▸ Prompt
Leave out any pictures and transcribe all other data below exactly.

■ ■ ■ ■

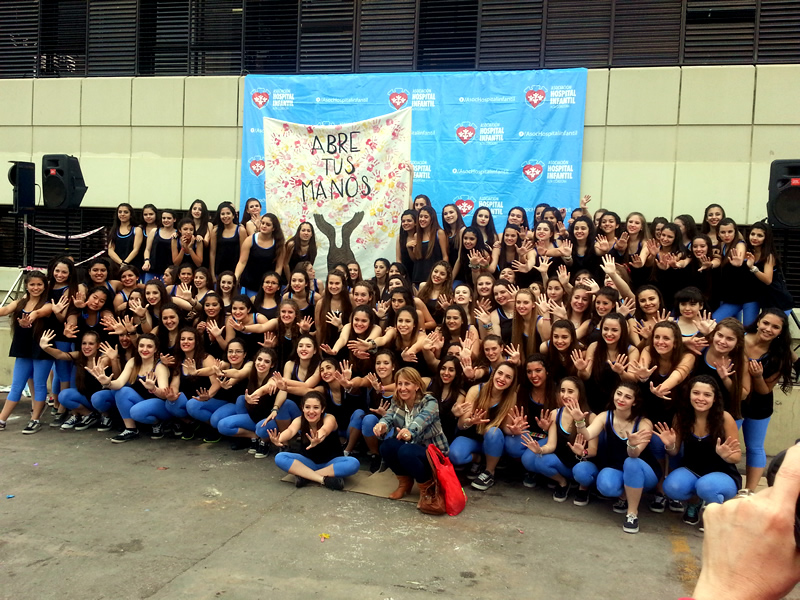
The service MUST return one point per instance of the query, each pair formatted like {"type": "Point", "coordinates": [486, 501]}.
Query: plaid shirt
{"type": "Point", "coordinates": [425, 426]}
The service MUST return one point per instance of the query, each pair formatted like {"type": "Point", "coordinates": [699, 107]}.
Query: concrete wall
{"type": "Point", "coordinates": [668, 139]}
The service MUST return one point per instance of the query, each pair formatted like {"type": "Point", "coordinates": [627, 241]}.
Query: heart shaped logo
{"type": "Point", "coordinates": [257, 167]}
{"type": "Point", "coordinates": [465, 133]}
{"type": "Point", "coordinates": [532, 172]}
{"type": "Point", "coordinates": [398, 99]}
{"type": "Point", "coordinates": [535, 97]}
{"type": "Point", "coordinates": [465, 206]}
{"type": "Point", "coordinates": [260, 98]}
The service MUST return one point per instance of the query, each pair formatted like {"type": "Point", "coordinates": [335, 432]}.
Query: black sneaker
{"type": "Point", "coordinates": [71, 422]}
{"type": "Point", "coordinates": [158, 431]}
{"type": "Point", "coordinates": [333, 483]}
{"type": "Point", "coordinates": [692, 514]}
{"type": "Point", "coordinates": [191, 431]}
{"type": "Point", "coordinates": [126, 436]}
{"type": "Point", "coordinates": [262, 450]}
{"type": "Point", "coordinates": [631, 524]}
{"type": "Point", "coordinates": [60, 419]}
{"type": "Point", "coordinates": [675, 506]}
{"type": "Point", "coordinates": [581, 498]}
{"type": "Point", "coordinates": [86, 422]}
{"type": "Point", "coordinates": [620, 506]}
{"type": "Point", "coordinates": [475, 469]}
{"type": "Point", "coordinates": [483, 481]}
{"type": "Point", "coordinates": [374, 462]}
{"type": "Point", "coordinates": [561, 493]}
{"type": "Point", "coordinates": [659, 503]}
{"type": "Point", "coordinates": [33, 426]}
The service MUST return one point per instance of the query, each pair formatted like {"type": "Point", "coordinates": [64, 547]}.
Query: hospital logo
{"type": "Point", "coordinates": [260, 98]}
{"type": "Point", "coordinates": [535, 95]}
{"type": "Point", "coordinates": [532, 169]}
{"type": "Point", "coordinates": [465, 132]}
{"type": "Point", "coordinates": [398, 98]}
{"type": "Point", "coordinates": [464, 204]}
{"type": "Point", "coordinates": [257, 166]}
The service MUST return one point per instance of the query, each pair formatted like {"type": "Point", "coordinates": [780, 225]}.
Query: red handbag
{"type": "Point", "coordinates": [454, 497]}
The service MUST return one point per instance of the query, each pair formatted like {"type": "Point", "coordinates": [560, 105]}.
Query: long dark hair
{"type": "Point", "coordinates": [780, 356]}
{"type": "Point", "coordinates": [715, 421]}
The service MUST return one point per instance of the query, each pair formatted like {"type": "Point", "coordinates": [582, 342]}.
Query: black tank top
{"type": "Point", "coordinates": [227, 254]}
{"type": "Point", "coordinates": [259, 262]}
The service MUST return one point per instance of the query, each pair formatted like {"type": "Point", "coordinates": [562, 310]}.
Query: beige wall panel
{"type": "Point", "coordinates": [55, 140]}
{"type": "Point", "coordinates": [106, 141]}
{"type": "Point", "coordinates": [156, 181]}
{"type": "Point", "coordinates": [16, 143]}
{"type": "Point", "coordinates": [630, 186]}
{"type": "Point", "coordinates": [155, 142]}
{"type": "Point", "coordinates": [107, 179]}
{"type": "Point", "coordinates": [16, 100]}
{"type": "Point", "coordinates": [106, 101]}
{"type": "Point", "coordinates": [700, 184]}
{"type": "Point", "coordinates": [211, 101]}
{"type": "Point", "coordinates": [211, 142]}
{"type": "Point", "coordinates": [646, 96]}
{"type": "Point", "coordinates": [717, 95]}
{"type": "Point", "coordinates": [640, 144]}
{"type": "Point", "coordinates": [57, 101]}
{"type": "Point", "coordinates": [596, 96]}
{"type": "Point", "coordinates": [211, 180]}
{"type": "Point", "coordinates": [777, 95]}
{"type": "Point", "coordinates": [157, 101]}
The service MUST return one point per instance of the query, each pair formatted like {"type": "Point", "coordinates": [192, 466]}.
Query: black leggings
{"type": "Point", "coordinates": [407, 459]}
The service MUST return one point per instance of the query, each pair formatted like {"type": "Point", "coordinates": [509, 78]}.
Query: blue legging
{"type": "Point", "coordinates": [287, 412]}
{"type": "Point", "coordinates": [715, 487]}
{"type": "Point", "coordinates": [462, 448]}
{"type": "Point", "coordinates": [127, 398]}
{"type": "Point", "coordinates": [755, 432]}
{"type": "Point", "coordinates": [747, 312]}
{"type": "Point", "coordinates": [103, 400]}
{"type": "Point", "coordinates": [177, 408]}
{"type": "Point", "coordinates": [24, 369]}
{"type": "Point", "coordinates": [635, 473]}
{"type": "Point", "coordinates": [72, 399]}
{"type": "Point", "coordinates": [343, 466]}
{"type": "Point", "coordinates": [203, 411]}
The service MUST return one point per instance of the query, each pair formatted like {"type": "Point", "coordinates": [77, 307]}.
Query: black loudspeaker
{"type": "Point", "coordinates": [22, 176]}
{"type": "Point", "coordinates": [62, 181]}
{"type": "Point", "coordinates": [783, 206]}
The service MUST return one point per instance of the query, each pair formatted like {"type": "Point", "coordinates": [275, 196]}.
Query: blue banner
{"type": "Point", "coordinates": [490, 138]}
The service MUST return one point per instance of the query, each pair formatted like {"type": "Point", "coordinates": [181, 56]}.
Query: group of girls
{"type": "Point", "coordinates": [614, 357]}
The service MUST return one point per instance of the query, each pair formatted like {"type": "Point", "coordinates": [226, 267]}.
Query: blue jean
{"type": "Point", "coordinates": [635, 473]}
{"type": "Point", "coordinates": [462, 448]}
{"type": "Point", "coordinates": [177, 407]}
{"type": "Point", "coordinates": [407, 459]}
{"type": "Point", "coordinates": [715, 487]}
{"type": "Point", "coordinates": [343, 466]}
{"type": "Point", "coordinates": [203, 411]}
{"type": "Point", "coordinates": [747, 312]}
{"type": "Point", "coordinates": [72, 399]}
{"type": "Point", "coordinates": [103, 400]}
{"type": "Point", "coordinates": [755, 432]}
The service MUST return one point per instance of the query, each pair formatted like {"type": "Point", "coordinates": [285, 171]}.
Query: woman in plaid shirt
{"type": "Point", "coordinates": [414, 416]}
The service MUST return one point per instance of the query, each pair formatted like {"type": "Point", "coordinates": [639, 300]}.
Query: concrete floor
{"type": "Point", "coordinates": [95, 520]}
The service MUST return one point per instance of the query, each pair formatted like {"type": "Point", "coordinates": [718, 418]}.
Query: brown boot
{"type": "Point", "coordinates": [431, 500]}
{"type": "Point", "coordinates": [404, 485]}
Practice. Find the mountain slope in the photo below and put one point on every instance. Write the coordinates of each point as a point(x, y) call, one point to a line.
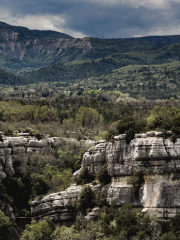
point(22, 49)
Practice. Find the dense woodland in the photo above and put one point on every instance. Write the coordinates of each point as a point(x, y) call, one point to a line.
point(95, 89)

■ ■ ■ ■

▸ Full solution
The service MUST return one point per instance of the query, each pair formatted like {"type": "Point", "coordinates": [486, 501]}.
Query: plaid shirt
{"type": "Point", "coordinates": [425, 426]}
The service MUST return one point per instance of the query, each pair formatted like {"type": "Point", "coordinates": [699, 107]}.
Query: concrete wall
{"type": "Point", "coordinates": [668, 139]}
The service MUST return one point per instance of the query, each pair formatted like {"type": "Point", "coordinates": [627, 241]}.
Query: heart shaped logo
{"type": "Point", "coordinates": [257, 167]}
{"type": "Point", "coordinates": [465, 133]}
{"type": "Point", "coordinates": [532, 172]}
{"type": "Point", "coordinates": [398, 99]}
{"type": "Point", "coordinates": [535, 97]}
{"type": "Point", "coordinates": [465, 206]}
{"type": "Point", "coordinates": [260, 98]}
The service MUST return one point per instance of the query, each pair formatted like {"type": "Point", "coordinates": [335, 432]}.
Query: black sneaker
{"type": "Point", "coordinates": [71, 422]}
{"type": "Point", "coordinates": [158, 431]}
{"type": "Point", "coordinates": [333, 483]}
{"type": "Point", "coordinates": [692, 514]}
{"type": "Point", "coordinates": [191, 431]}
{"type": "Point", "coordinates": [126, 436]}
{"type": "Point", "coordinates": [262, 450]}
{"type": "Point", "coordinates": [631, 524]}
{"type": "Point", "coordinates": [60, 419]}
{"type": "Point", "coordinates": [675, 506]}
{"type": "Point", "coordinates": [581, 498]}
{"type": "Point", "coordinates": [86, 422]}
{"type": "Point", "coordinates": [620, 506]}
{"type": "Point", "coordinates": [475, 469]}
{"type": "Point", "coordinates": [483, 481]}
{"type": "Point", "coordinates": [374, 462]}
{"type": "Point", "coordinates": [561, 493]}
{"type": "Point", "coordinates": [659, 503]}
{"type": "Point", "coordinates": [33, 426]}
The service MUST return one point per instance of the query, each pair formatted like {"type": "Point", "coordinates": [64, 547]}.
Query: hospital logo
{"type": "Point", "coordinates": [260, 98]}
{"type": "Point", "coordinates": [535, 95]}
{"type": "Point", "coordinates": [532, 169]}
{"type": "Point", "coordinates": [465, 132]}
{"type": "Point", "coordinates": [398, 98]}
{"type": "Point", "coordinates": [464, 204]}
{"type": "Point", "coordinates": [257, 166]}
The service MUST return one point per instance of the query, each pair formatted like {"type": "Point", "coordinates": [780, 225]}.
Query: red handbag
{"type": "Point", "coordinates": [454, 497]}
The service MUST return one point per instance of the query, each pair formatted like {"type": "Point", "coordinates": [560, 105]}.
Query: long dark hair
{"type": "Point", "coordinates": [780, 356]}
{"type": "Point", "coordinates": [715, 421]}
The service MUST return one point per instance of the query, each pair formatted like {"type": "Point", "coordinates": [582, 342]}.
Query: black tank top
{"type": "Point", "coordinates": [227, 254]}
{"type": "Point", "coordinates": [259, 262]}
The service MUST return one point per instance of the query, each pair formatted like {"type": "Point", "coordinates": [562, 310]}.
Query: beige wall panel
{"type": "Point", "coordinates": [55, 140]}
{"type": "Point", "coordinates": [106, 141]}
{"type": "Point", "coordinates": [156, 181]}
{"type": "Point", "coordinates": [16, 143]}
{"type": "Point", "coordinates": [630, 186]}
{"type": "Point", "coordinates": [155, 142]}
{"type": "Point", "coordinates": [107, 179]}
{"type": "Point", "coordinates": [16, 100]}
{"type": "Point", "coordinates": [106, 101]}
{"type": "Point", "coordinates": [700, 184]}
{"type": "Point", "coordinates": [211, 101]}
{"type": "Point", "coordinates": [211, 142]}
{"type": "Point", "coordinates": [646, 96]}
{"type": "Point", "coordinates": [717, 95]}
{"type": "Point", "coordinates": [640, 144]}
{"type": "Point", "coordinates": [57, 101]}
{"type": "Point", "coordinates": [596, 96]}
{"type": "Point", "coordinates": [211, 180]}
{"type": "Point", "coordinates": [777, 95]}
{"type": "Point", "coordinates": [157, 101]}
The service MUST return one point per instance of the query, each pair formatted like {"type": "Point", "coordinates": [192, 466]}.
Query: black leggings
{"type": "Point", "coordinates": [407, 459]}
The service MUST return one point per instance of the query, each pair formatted like {"type": "Point", "coordinates": [509, 78]}.
Query: blue legging
{"type": "Point", "coordinates": [287, 412]}
{"type": "Point", "coordinates": [715, 487]}
{"type": "Point", "coordinates": [462, 448]}
{"type": "Point", "coordinates": [127, 398]}
{"type": "Point", "coordinates": [755, 432]}
{"type": "Point", "coordinates": [747, 312]}
{"type": "Point", "coordinates": [103, 400]}
{"type": "Point", "coordinates": [177, 408]}
{"type": "Point", "coordinates": [24, 369]}
{"type": "Point", "coordinates": [635, 473]}
{"type": "Point", "coordinates": [72, 399]}
{"type": "Point", "coordinates": [343, 466]}
{"type": "Point", "coordinates": [203, 411]}
The service MUST return one point per instance of the query, each pair formatted like {"type": "Point", "coordinates": [77, 307]}.
Query: black loudspeaker
{"type": "Point", "coordinates": [22, 176]}
{"type": "Point", "coordinates": [62, 181]}
{"type": "Point", "coordinates": [783, 206]}
The service MUST return one point per instance of the query, each pair formatted like {"type": "Point", "coordinates": [275, 196]}.
Query: blue banner
{"type": "Point", "coordinates": [490, 138]}
The service MUST return one point per instance of the query, each pair formatted like {"type": "Point", "coordinates": [181, 56]}.
Query: group of girls
{"type": "Point", "coordinates": [614, 357]}
The service MUST return one point per instance of the query, each pair formatted like {"type": "Point", "coordinates": [226, 267]}.
Query: blue jean
{"type": "Point", "coordinates": [635, 473]}
{"type": "Point", "coordinates": [462, 448]}
{"type": "Point", "coordinates": [177, 407]}
{"type": "Point", "coordinates": [407, 459]}
{"type": "Point", "coordinates": [715, 487]}
{"type": "Point", "coordinates": [343, 466]}
{"type": "Point", "coordinates": [203, 411]}
{"type": "Point", "coordinates": [747, 312]}
{"type": "Point", "coordinates": [72, 399]}
{"type": "Point", "coordinates": [103, 400]}
{"type": "Point", "coordinates": [755, 432]}
The service MUST return one point per instance of the query, each pair formatted like {"type": "Point", "coordinates": [285, 171]}.
Query: woman in plaid shirt
{"type": "Point", "coordinates": [414, 416]}
The service MUST return one point per instance of the query, each pair formatted like {"type": "Point", "coordinates": [639, 300]}.
Query: concrete floor
{"type": "Point", "coordinates": [95, 520]}
The service MUST return one point per instance of the query, each pair formatted like {"type": "Point", "coordinates": [718, 418]}.
Query: brown boot
{"type": "Point", "coordinates": [431, 500]}
{"type": "Point", "coordinates": [404, 485]}
Practice. Find the mountain slope in the photo below and put one point on every instance. Write the coordinates of each point as a point(x, y) call, one point to a line.
point(22, 49)
Practice. Find the dense woodland in the photo above and put one point on every instance. Write the coordinates of each point as a point(x, y) call, one point to a line.
point(95, 89)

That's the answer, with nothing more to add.